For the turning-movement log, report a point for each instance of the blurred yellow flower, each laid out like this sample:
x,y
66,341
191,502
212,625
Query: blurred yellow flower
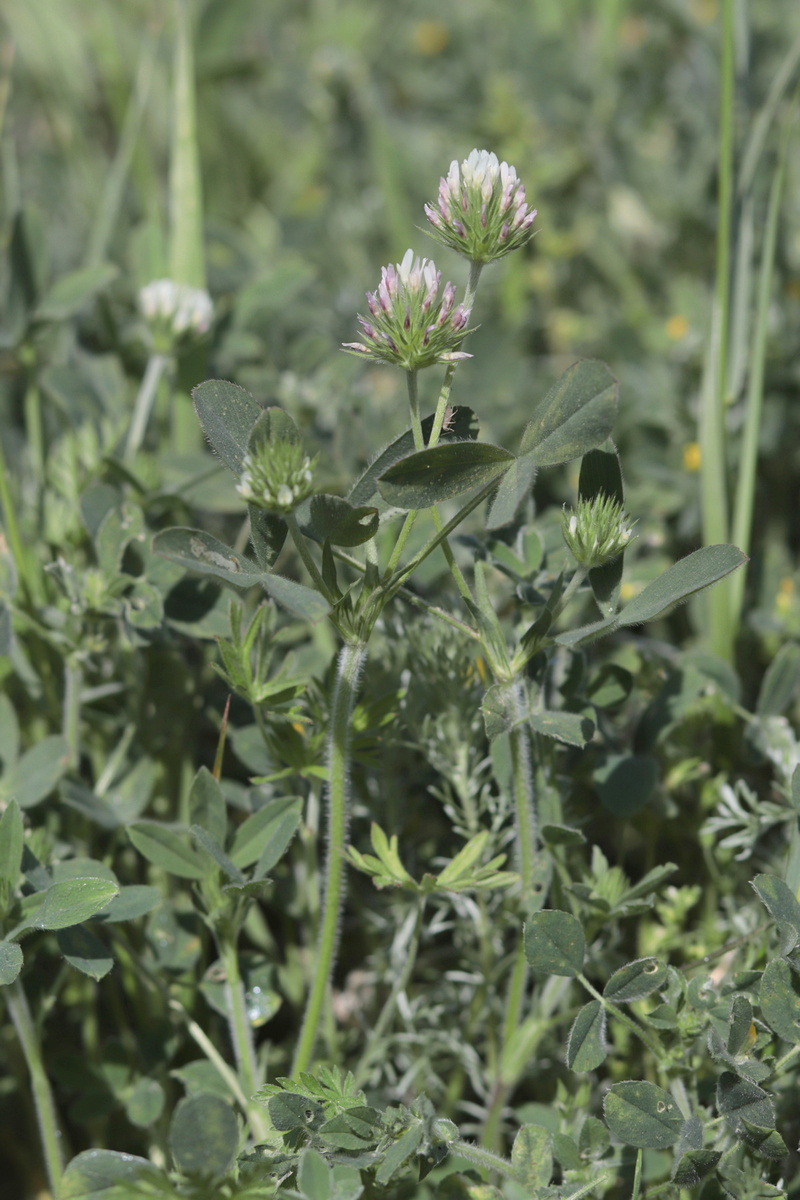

What you have to do: Copy down each line in the entries that has the word "yellow".

Task output:
For the turning-movement log, report a point for each instance of the blurred yellow flower, each laid out like this sample:
Query: blurred yellow flower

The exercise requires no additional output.